-- Start of INFORMATION SHOWN --

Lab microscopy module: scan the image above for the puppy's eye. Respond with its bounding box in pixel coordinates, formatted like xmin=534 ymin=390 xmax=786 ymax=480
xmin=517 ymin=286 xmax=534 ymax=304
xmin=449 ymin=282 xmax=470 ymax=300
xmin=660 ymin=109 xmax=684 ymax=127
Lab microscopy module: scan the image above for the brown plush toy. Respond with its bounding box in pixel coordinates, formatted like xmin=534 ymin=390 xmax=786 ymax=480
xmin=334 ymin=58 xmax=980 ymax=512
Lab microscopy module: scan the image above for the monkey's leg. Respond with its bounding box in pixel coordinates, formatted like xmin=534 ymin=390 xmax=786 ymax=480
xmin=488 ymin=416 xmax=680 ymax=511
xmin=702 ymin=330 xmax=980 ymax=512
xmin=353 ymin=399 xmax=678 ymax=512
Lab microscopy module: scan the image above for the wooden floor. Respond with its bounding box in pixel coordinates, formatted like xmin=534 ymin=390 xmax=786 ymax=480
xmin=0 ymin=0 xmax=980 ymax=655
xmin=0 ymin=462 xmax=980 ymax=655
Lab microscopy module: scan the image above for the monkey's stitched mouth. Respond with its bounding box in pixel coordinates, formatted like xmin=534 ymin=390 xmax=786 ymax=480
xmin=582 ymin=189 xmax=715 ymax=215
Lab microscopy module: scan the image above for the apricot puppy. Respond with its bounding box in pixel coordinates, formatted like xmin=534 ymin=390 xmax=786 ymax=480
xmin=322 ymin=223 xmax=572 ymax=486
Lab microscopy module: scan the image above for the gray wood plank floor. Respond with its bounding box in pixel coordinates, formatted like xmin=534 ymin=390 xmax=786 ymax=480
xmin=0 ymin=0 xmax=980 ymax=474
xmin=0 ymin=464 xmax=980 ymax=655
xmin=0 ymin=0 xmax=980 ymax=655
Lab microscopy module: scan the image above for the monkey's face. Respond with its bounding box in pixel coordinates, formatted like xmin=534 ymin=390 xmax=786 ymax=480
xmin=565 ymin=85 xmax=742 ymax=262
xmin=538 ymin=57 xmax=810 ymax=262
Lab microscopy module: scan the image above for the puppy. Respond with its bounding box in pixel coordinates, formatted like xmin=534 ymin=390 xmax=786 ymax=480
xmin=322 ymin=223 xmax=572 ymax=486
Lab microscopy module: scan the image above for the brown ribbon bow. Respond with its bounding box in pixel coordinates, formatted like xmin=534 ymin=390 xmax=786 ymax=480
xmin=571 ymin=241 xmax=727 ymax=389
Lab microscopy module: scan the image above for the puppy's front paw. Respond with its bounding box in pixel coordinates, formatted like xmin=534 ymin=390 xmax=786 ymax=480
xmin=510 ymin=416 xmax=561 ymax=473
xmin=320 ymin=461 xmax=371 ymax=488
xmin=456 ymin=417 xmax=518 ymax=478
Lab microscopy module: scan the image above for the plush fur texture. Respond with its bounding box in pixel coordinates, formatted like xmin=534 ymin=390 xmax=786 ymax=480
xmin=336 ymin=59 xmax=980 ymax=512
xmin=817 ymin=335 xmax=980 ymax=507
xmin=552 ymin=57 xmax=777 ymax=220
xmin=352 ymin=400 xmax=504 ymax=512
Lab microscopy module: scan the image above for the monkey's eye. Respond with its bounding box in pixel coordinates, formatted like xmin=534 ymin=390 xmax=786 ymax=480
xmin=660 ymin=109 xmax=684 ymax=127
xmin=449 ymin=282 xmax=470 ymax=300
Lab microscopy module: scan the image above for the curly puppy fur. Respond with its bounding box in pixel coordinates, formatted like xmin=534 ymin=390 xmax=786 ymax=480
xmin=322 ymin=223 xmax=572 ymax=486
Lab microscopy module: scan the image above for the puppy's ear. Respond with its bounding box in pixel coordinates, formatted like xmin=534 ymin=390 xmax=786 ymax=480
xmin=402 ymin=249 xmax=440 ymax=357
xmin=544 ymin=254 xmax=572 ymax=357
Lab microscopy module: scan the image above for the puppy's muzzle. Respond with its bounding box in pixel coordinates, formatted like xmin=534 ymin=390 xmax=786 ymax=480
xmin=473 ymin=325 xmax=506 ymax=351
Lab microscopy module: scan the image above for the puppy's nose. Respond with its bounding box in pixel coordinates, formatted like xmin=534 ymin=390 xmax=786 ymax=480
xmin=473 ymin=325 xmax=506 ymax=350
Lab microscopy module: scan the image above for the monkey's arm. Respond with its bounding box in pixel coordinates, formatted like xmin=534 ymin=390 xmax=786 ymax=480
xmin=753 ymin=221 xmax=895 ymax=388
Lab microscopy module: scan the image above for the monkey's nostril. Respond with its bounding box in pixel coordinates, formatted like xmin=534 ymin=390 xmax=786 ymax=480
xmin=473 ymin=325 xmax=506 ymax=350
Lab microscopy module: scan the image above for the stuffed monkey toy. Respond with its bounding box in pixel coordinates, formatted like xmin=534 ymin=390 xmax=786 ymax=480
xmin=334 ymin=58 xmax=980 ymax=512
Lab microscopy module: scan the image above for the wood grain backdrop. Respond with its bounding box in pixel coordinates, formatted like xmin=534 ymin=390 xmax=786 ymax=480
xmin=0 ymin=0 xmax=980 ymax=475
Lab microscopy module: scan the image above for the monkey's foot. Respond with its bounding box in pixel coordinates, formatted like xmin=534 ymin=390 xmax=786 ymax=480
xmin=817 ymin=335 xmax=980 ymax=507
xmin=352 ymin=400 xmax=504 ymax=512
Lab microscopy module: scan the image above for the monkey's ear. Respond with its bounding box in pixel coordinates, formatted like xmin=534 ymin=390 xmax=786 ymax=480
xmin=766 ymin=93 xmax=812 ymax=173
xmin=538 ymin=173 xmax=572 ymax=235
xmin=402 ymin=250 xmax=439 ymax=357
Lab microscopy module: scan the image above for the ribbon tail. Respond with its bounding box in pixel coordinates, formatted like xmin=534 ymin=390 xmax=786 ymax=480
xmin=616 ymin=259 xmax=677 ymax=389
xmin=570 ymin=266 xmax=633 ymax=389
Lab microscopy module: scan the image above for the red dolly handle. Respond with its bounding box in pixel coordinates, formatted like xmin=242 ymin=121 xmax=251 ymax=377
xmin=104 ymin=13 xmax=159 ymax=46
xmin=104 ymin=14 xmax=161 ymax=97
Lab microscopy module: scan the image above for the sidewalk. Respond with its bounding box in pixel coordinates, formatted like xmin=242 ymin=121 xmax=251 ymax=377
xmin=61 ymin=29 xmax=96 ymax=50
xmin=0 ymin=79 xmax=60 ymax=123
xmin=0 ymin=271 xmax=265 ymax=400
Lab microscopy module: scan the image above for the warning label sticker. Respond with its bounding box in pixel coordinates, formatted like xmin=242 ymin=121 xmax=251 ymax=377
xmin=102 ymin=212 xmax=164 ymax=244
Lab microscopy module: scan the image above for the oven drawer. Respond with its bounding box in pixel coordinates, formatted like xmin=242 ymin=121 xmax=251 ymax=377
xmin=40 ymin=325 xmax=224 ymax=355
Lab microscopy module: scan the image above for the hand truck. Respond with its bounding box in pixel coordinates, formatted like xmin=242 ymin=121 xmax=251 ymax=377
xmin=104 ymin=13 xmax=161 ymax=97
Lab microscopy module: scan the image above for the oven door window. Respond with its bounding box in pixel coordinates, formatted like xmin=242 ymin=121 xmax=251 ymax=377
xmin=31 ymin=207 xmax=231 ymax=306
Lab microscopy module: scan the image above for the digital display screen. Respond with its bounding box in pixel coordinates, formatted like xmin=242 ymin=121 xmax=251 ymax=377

-- End of INFORMATION SHOWN --

PROBLEM STATEMENT :: Copy every one of the lines above verbatim, without changing or leaving out anything.

RIGHT ANSWER ::
Lab microscopy module: scan the image above for the puppy's eye. Respond with its bounding box in pixel coordinates, formatted like xmin=534 ymin=390 xmax=786 ymax=480
xmin=517 ymin=286 xmax=534 ymax=304
xmin=449 ymin=282 xmax=470 ymax=300
xmin=660 ymin=109 xmax=684 ymax=127
Lab microscopy module: scan the image above for the brown plush toy. Respond with its bounding box in pixel coordinates, formatted like xmin=534 ymin=390 xmax=786 ymax=480
xmin=334 ymin=58 xmax=980 ymax=512
Lab microscopy module: scan the image above for the monkey's leg. Respond with its bounding box in pixel coordinates, formatted like xmin=534 ymin=390 xmax=786 ymax=480
xmin=488 ymin=416 xmax=680 ymax=511
xmin=702 ymin=330 xmax=980 ymax=512
xmin=353 ymin=399 xmax=678 ymax=512
Lab microscopy module: scan the image above for the wooden floor. Respond with its bounding box in pixel coordinates, formatted like xmin=534 ymin=390 xmax=786 ymax=480
xmin=0 ymin=0 xmax=980 ymax=655
xmin=0 ymin=462 xmax=980 ymax=655
Lab microscopy module: scan the image above for the monkey's stitched mouth. Respond with its bounding box in pixel coordinates, formatted like xmin=534 ymin=390 xmax=786 ymax=480
xmin=582 ymin=189 xmax=715 ymax=215
Lab microscopy module: scan the image above for the apricot puppy. Respond with its bounding box in pixel coordinates, formatted like xmin=534 ymin=390 xmax=786 ymax=480
xmin=322 ymin=223 xmax=572 ymax=486
Lab microscopy module: scan the image above for the gray wood plank floor. Respond with its bounding box in pixel coordinates, formatted like xmin=534 ymin=390 xmax=786 ymax=480
xmin=0 ymin=0 xmax=980 ymax=474
xmin=0 ymin=464 xmax=980 ymax=655
xmin=0 ymin=0 xmax=980 ymax=655
Lab microscopy module: scan the image above for the monkey's face. Respond with its bounding box in pixel coordinates, formatted like xmin=534 ymin=390 xmax=786 ymax=480
xmin=565 ymin=85 xmax=742 ymax=262
xmin=538 ymin=57 xmax=810 ymax=262
Lab microscopy module: scan the image above for the puppy. Respond with its bounding box in pixel coordinates, formatted like xmin=534 ymin=390 xmax=786 ymax=480
xmin=322 ymin=223 xmax=572 ymax=486
Lab microscopy module: scan the image above for the brown ribbon bow. Respond with its bounding box in pixel coordinates, formatted like xmin=534 ymin=390 xmax=786 ymax=480
xmin=571 ymin=241 xmax=727 ymax=389
Lab microscopy module: scan the image above for the puppy's front paw. Respond with its bounding box in pixel coordinates, formatted like xmin=534 ymin=390 xmax=786 ymax=480
xmin=510 ymin=416 xmax=561 ymax=473
xmin=320 ymin=461 xmax=371 ymax=488
xmin=456 ymin=417 xmax=518 ymax=478
Lab microscopy module: scan the image above for the plush fur texture. Respond with its bounding box in pixel coordinates, formatted like xmin=534 ymin=390 xmax=786 ymax=480
xmin=336 ymin=59 xmax=980 ymax=512
xmin=817 ymin=335 xmax=980 ymax=507
xmin=552 ymin=57 xmax=777 ymax=220
xmin=352 ymin=400 xmax=504 ymax=512
Lab microscopy module: scan the image above for the monkey's eye. Respond with its bounding box in pixel coordinates, formatted like xmin=534 ymin=390 xmax=786 ymax=480
xmin=660 ymin=109 xmax=684 ymax=127
xmin=449 ymin=282 xmax=470 ymax=300
Lab microscopy module: scan the image above for the curly puppy fur. Respond with its bounding box in pixel coordinates, formatted like xmin=534 ymin=390 xmax=786 ymax=480
xmin=322 ymin=223 xmax=572 ymax=486
Lab microscopy module: scan the image above for the puppy's ear. Respond with its bounding box in pixel coordinates, formatted like xmin=534 ymin=390 xmax=786 ymax=480
xmin=402 ymin=249 xmax=440 ymax=357
xmin=544 ymin=254 xmax=572 ymax=357
Lab microscopy module: scan the image above for the puppy's muzzle. Respond with its bounding box in pixel coordinates, formatted like xmin=534 ymin=390 xmax=786 ymax=480
xmin=473 ymin=325 xmax=506 ymax=351
Lab microscopy module: scan the image above for the puppy's nose. Respond with its bounding box in pixel coordinates, formatted like xmin=534 ymin=390 xmax=786 ymax=480
xmin=473 ymin=325 xmax=506 ymax=350
Lab microscopy module: scan the image above for the monkey's arm. Respond with its bounding box in pixel coordinates, formatted like xmin=534 ymin=390 xmax=786 ymax=480
xmin=753 ymin=221 xmax=895 ymax=388
Lab microscopy module: scan the image above for the monkey's nostril. Respond with its bounding box in pixel coordinates, formatted like xmin=534 ymin=390 xmax=786 ymax=480
xmin=473 ymin=325 xmax=506 ymax=350
Lab microscopy module: scan the image above for the stuffed monkey toy. Respond with its bounding box in pixel coordinates, formatted like xmin=534 ymin=390 xmax=786 ymax=480
xmin=334 ymin=58 xmax=980 ymax=512
Lab microscopy module: scan the image above for the wood grain backdrop. Respond with its bounding box in pixel coordinates, formatted like xmin=534 ymin=390 xmax=786 ymax=480
xmin=0 ymin=0 xmax=980 ymax=475
Lab microscopy module: scan the image above for the monkey's foot. Respond with its bounding box in pixel coordinates, formatted like xmin=534 ymin=390 xmax=786 ymax=480
xmin=817 ymin=335 xmax=980 ymax=507
xmin=352 ymin=400 xmax=504 ymax=512
Lab microscopy module: scan the image above for the monkey's ear. Respond with its bounding box in pixel coordinates, formatted like xmin=534 ymin=390 xmax=786 ymax=480
xmin=766 ymin=93 xmax=812 ymax=173
xmin=538 ymin=173 xmax=572 ymax=235
xmin=402 ymin=250 xmax=439 ymax=357
Lab microscopy module: scan the image above for the ribbon tail. Respond with its bounding box in pixel coordinates, formatted like xmin=534 ymin=390 xmax=786 ymax=480
xmin=616 ymin=259 xmax=677 ymax=389
xmin=570 ymin=266 xmax=633 ymax=389
Lab microscopy module: scan the image above for the red dolly handle. Respond with its bounding box in pixel coordinates, formatted like xmin=242 ymin=121 xmax=251 ymax=377
xmin=104 ymin=13 xmax=159 ymax=46
xmin=104 ymin=14 xmax=161 ymax=97
Lab microscopy module: scan the image above for the sidewalk. Respond with its bounding box in pixel coordinates, formatted like xmin=242 ymin=121 xmax=251 ymax=377
xmin=61 ymin=29 xmax=96 ymax=50
xmin=0 ymin=79 xmax=60 ymax=123
xmin=0 ymin=271 xmax=265 ymax=400
Lab microscopy module: scan the image above for the warning label sticker. Respond with its bounding box in pixel coordinates, formatted like xmin=242 ymin=121 xmax=251 ymax=377
xmin=102 ymin=212 xmax=164 ymax=244
Lab microscopy module: scan the image above for the oven drawer. Respond with its bounding box in pixel coordinates, formatted like xmin=242 ymin=121 xmax=251 ymax=377
xmin=40 ymin=325 xmax=224 ymax=355
Lab microscopy module: scan the image above for the hand truck. Respond with its bounding box in pixel coordinates, formatted like xmin=242 ymin=121 xmax=251 ymax=377
xmin=104 ymin=13 xmax=161 ymax=97
Lab microscopy module: scan the image above for the oven door window. Respond with its bounding box in pixel coordinates, formatted like xmin=242 ymin=121 xmax=251 ymax=377
xmin=31 ymin=207 xmax=231 ymax=306
Lab microscopy module: scan the image above for the digital display screen. Respond with its bounding box in pixel coordinates, formatted like xmin=242 ymin=121 xmax=251 ymax=377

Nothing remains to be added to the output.